[Opening TEXT EXCERPT section]

It is well to bear in mind that fundamentally we must go to the plant for the synthesis of the many complex “food substances” which are essential for human life itself and which probably also determine the. general health and efficiency of man. Albrecht has shown that nitrogen fixation does not take place with the soybean plant until a comparatively large amount of available calcium is present.1 This might indicate that nitrogen fixation is a synthesis which becomes a part of the plant process only when an adequate plane of nutrition is reached. The total tonnage of the soybean is not increased by the additional quantities of calcium which make nitrogen fixation possible. This information perhaps gives some justification to the hypothesis that vegetable plants will synthesize complex food essentials only if they are grown on soils which furnish a larger quantity of the necessary raw products than what is just essential for maximum vegetative growth by the plant. More specifically, this may mean that calcium, for example, should be added in quantities greater than that which gives profitable increased yields for the reason that the additional quantities of calcium may make possible the synthesis of desirable dietary essentials.
It would seem sensible at least, to study the comparatively few components which go together to make up a plant so that by exercising judicious control over them, the development and chemical composition of the plant can be manipulated at will. Colloidal clay presents itself as the tool for a complete control of cultures for vegetable growth in the study of the dietary importance of the chemical composition of such crops.
References Cited:
- Albrecht, W. A.: “Calcium and hydrogen-ion concentration in the growth and inoculation of soybeans.” Jour. Amer. Soc. Agron., 10:793-806. 1932.
- —— “Inoculation of legumes as related to soil acidity.” Jour. Amer. Soc. Agron., 25:512-522. 1933.
- —— “Physiology of root nodule bacteria in relation to fertility levels of the soil.” Proc. Soil Sci. Soc. Amer., 2:315-327. 1937.
- ——, Graham, E. R., and Ferguson, C. E.: “Plant growth and the breakdown of inorganic soil colloids.” Soil Sci., 47: No. 6. 1939.
- —— and Jenny, H.: “Available soil calcium in relation to “damping off” of soybean seedlings.” Bot. Gaz., 92:263-278. 1931.
- Jenny, H., and Overstreet, R.: “Cation exchange between plant roots and soil colloids.” Soil Sci., 47:257-272. 1939.

[Closing TEXT EXCERPT section]

» ASSIGNED TASK
Please answer from the passage on plant nutrition: according to Albrecht, when does nitrogen fixation take place in the soybean plant? The lines that come next have nothing to do with the passage on plant nutrition.

[Opening THE DATA section]

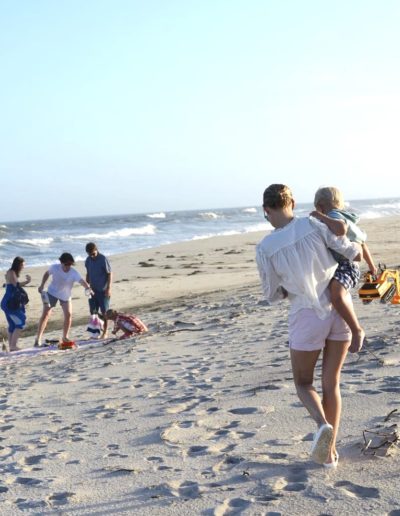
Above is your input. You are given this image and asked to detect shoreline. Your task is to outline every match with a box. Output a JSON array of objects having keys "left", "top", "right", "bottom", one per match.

[Closing THE DATA section]

» SOLUTION FOR THIS PROBLEM
It takes place only once a comparatively large amount of available calcium is present.